_Task instructions_
Please turn the lines below into a numbered list, leaving out any blank lines.

=== Data for processing ===

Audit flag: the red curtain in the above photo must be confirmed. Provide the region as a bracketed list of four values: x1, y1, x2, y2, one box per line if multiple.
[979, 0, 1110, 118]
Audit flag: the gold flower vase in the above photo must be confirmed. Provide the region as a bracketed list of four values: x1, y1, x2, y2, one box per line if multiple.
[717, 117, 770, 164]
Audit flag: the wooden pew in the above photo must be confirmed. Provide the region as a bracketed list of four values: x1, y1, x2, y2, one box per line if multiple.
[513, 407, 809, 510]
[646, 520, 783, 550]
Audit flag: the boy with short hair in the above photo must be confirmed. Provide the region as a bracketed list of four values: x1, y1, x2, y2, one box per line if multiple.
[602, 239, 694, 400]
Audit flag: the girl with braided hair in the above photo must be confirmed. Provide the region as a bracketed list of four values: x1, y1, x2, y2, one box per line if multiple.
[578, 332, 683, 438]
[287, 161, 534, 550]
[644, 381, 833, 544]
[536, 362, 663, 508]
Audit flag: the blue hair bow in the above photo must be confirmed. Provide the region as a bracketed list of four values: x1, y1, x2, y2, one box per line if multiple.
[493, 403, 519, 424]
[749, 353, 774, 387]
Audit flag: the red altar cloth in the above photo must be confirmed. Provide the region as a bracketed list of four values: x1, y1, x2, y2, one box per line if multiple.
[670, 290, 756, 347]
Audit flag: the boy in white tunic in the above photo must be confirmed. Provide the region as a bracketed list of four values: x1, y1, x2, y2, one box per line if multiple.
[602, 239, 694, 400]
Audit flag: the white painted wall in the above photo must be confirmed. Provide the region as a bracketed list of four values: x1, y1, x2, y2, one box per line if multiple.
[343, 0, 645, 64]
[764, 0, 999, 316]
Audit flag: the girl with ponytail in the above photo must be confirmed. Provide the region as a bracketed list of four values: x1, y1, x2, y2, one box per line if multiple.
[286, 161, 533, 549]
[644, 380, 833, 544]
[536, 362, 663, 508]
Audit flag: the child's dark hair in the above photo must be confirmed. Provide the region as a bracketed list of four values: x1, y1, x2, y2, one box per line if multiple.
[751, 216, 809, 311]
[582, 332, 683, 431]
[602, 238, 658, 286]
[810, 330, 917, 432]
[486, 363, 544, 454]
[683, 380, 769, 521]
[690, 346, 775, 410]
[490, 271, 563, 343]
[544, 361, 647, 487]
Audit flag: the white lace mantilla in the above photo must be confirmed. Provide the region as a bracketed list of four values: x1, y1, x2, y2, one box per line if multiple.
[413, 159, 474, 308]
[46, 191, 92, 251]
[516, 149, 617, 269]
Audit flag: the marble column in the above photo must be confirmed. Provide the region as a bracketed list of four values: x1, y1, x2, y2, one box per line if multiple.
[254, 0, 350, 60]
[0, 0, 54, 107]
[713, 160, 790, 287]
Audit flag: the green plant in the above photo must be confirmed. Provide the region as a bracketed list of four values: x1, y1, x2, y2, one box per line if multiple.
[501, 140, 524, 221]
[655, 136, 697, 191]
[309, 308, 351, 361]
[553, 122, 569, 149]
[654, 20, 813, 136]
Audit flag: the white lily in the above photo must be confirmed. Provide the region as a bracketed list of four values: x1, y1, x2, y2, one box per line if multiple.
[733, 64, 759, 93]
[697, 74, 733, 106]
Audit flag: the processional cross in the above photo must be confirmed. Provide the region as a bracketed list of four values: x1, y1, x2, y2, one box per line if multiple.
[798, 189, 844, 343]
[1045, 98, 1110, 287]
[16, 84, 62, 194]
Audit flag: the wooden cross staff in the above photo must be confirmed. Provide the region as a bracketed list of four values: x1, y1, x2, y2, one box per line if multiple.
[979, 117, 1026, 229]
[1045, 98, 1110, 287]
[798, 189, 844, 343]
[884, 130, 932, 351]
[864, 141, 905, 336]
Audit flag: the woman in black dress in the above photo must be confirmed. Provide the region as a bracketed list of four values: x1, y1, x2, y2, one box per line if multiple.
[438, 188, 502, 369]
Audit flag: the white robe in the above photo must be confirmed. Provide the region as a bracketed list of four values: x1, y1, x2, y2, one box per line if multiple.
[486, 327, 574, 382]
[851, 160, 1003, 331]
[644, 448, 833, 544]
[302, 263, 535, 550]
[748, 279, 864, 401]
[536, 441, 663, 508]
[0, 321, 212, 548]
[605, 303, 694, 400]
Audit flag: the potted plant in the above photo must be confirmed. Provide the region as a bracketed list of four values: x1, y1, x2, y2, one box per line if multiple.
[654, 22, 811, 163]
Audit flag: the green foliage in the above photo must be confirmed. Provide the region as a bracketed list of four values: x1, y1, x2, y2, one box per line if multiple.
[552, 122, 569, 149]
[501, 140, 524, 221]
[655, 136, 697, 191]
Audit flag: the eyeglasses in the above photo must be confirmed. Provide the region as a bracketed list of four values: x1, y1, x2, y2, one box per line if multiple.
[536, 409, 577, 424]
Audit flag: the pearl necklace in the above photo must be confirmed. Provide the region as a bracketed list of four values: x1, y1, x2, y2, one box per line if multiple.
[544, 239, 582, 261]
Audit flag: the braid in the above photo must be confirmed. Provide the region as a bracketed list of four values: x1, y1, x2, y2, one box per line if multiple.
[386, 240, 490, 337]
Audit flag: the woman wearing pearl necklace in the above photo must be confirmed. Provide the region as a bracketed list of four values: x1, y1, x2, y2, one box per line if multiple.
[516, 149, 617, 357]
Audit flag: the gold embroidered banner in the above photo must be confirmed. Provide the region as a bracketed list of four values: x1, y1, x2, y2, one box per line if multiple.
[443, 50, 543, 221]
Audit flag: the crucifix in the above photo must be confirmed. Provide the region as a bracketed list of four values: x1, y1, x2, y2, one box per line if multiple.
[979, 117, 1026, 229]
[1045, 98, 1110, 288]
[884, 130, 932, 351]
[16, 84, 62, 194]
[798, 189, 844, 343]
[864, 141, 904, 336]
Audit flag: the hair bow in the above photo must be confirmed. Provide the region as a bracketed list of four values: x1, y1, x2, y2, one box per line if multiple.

===

_Exercise solution_
1. Audit flag: the red curtain in the above photo must be confirmed. Provide the region as a bracketed list of four values: x1, y1, x2, y2, one box per line if multiple.
2. [979, 0, 1110, 118]
3. Audit flag: the gold flower vase in the above photo must be confirmed. Provide the region as a bracketed list of four values: x1, y1, x2, y2, one box per line if multiple.
4. [717, 117, 770, 164]
5. Audit flag: the wooden pew in the above photo must be confirmed. Provide the region as a bracketed list of four values: x1, y1, x2, y2, one box per line if multiple.
6. [513, 407, 809, 510]
7. [646, 520, 783, 550]
8. Audit flag: the boy with short hair in the above photo must be confirmed. Provide the region as a bracketed list of four values: x1, y1, x2, y2, one box per line if multiple.
9. [602, 239, 694, 400]
10. Audit flag: the girl with braided hair in the above photo must be confirmed. Provide the region as a bracketed list of four values: x1, y1, x2, y2, one box per line if multiple.
11. [578, 332, 683, 438]
12. [287, 161, 534, 550]
13. [644, 381, 833, 544]
14. [536, 362, 663, 508]
15. Audit flag: the blue hair bow in the above photo must be confirmed. Provide the region as a bracketed list of four values: x1, y1, x2, y2, one box per line if multiple.
16. [493, 403, 519, 424]
17. [749, 353, 774, 387]
18. Audit flag: the red altar cloth in the above photo must be confirmed. Provide the region as a bracketed list of four values: x1, y1, x2, y2, one box per line if multiple.
19. [670, 290, 756, 347]
20. Audit flag: the boy in white tunic in the above photo must be confirmed. Provide the region as a bracketed list of four values: x1, y1, x2, y2, one box per line if multiple.
21. [602, 239, 694, 400]
22. Audit flag: the white painted wall in the above photo must be confirmed. Provide the region as a bracketed list of four values: x1, y1, x2, y2, one box per line if multiple.
23. [343, 0, 645, 64]
24. [764, 0, 999, 316]
25. Audit flag: the girl with ponytail in the above photo must be confirmed. Provide the region as a bracketed list of four values: x1, y1, x2, y2, one box per line if multiple.
26. [286, 161, 533, 549]
27. [644, 380, 833, 544]
28. [536, 362, 663, 508]
29. Audit flag: the child's dark hair in the above photo must be confirmed. Provide the region as a bracketed list of four values: x1, y1, x2, y2, one box per line if multiple.
30. [751, 216, 809, 311]
31. [582, 332, 683, 431]
32. [602, 238, 658, 286]
33. [810, 330, 917, 432]
34. [486, 363, 544, 454]
35. [683, 380, 769, 521]
36. [690, 346, 775, 410]
37. [490, 271, 563, 343]
38. [544, 361, 647, 487]
39. Audit flag: the white lace mantilla in the above photo must be confirmed. Provide the region as a bracketed list of four values: x1, y1, x2, y2, one box per line if multiple.
40. [413, 159, 474, 308]
41. [46, 191, 92, 251]
42. [516, 149, 617, 269]
43. Audit flag: the marble column in the above photo must be confirmed. Provide the region as a bracketed list of four values: x1, y1, x2, y2, one box per line if multiple.
44. [254, 0, 350, 60]
45. [0, 0, 54, 107]
46. [713, 160, 790, 287]
47. Audit flag: the green plant in the above photo must be confirmed. Provide the region as a bracketed list of four values: x1, y1, x2, y2, one box per line if multiple.
48. [501, 140, 524, 221]
49. [655, 136, 697, 191]
50. [309, 308, 351, 361]
51. [553, 122, 569, 149]
52. [654, 20, 813, 136]
53. Audit flag: the white lily in the above photo must be confirmed. Provide the region as a bracketed list of four values: x1, y1, x2, y2, one box per line if multiple.
54. [733, 64, 759, 93]
55. [697, 74, 733, 106]
56. Audit flag: the processional cross in the above photo must be confirmed. Provide the region as a bracketed list of four values: x1, y1, x2, y2, one box per line if multiple.
57. [798, 189, 844, 343]
58. [1045, 98, 1110, 287]
59. [16, 84, 62, 194]
60. Audit flag: the wooden cross staff in the above photo must be confirmed. Provide the region as a bracketed list of four values: x1, y1, x2, y2, one box per line if multiple.
61. [979, 117, 1026, 229]
62. [1045, 98, 1110, 287]
63. [798, 189, 844, 343]
64. [884, 130, 932, 351]
65. [864, 141, 905, 336]
66. Audit flag: the woman in black dress in the above photo must be confirmed. Provide the region as a bracketed list of four values: x1, y1, x2, y2, one box per line if multiple.
67. [438, 188, 502, 369]
68. Audit flag: the white robe in the above photo must be confirmed. Provide the region as a bracketed list of four values: x1, y1, x2, y2, one box per line if multiple.
69. [486, 327, 574, 382]
70. [851, 160, 1003, 331]
71. [644, 448, 833, 544]
72. [302, 263, 535, 550]
73. [748, 279, 864, 401]
74. [536, 441, 663, 508]
75. [0, 321, 212, 548]
76. [605, 303, 694, 400]
77. Audit flag: the potted plant in the above photo must be confirmed. Provide the region as a bracketed list of four values: x1, y1, x2, y2, one box per line if multiple.
78. [654, 22, 811, 163]
79. Audit flag: the green foliage in the above photo must be confirmed. Provide the region as a bracketed list of four values: x1, y1, x2, y2, one box per line if multiple.
80. [552, 122, 569, 149]
81. [501, 140, 524, 221]
82. [655, 136, 697, 191]
83. Audit flag: the eyeglasses in the above photo must be confirmed. Provide the region as a bracketed list of four values: x1, y1, x2, y2, one box per line if multiple.
84. [536, 409, 577, 424]
85. Audit flag: the pearl necklace in the above photo must be confirmed. Provide the region as a bracketed list of four values: x1, y1, x2, y2, one box per line if multiple.
86. [544, 239, 582, 261]
87. Audit flag: the braid in the above photo must be confirmed. Provide the region as a bracketed list of four values: x1, y1, x2, y2, one box per line if multiple.
88. [386, 240, 490, 337]
89. Audit flag: the woman wearing pearl necklace in the above photo must be confirmed. Provide the region as a bracketed list of four values: x1, y1, x2, y2, one box per line if multiple.
90. [516, 149, 617, 357]
91. Audit flag: the gold embroidered banner in the above photo must be confirmed. Provide the region as a bracketed list of four values: x1, y1, x2, y2, one box per line if multiple.
92. [443, 50, 543, 221]
93. Audit flag: the crucifix in the above photo must be confirmed. Provide the region as a bracketed list of four values: x1, y1, x2, y2, one box per line if multiple.
94. [979, 117, 1026, 229]
95. [1045, 98, 1110, 288]
96. [884, 130, 932, 351]
97. [16, 84, 62, 194]
98. [798, 189, 844, 343]
99. [864, 141, 904, 336]
100. Audit flag: the hair bow in the above photo must be confirmed. Provide the region as a bracketed list of four values: x1, y1, x2, y2, one box per line if multiple.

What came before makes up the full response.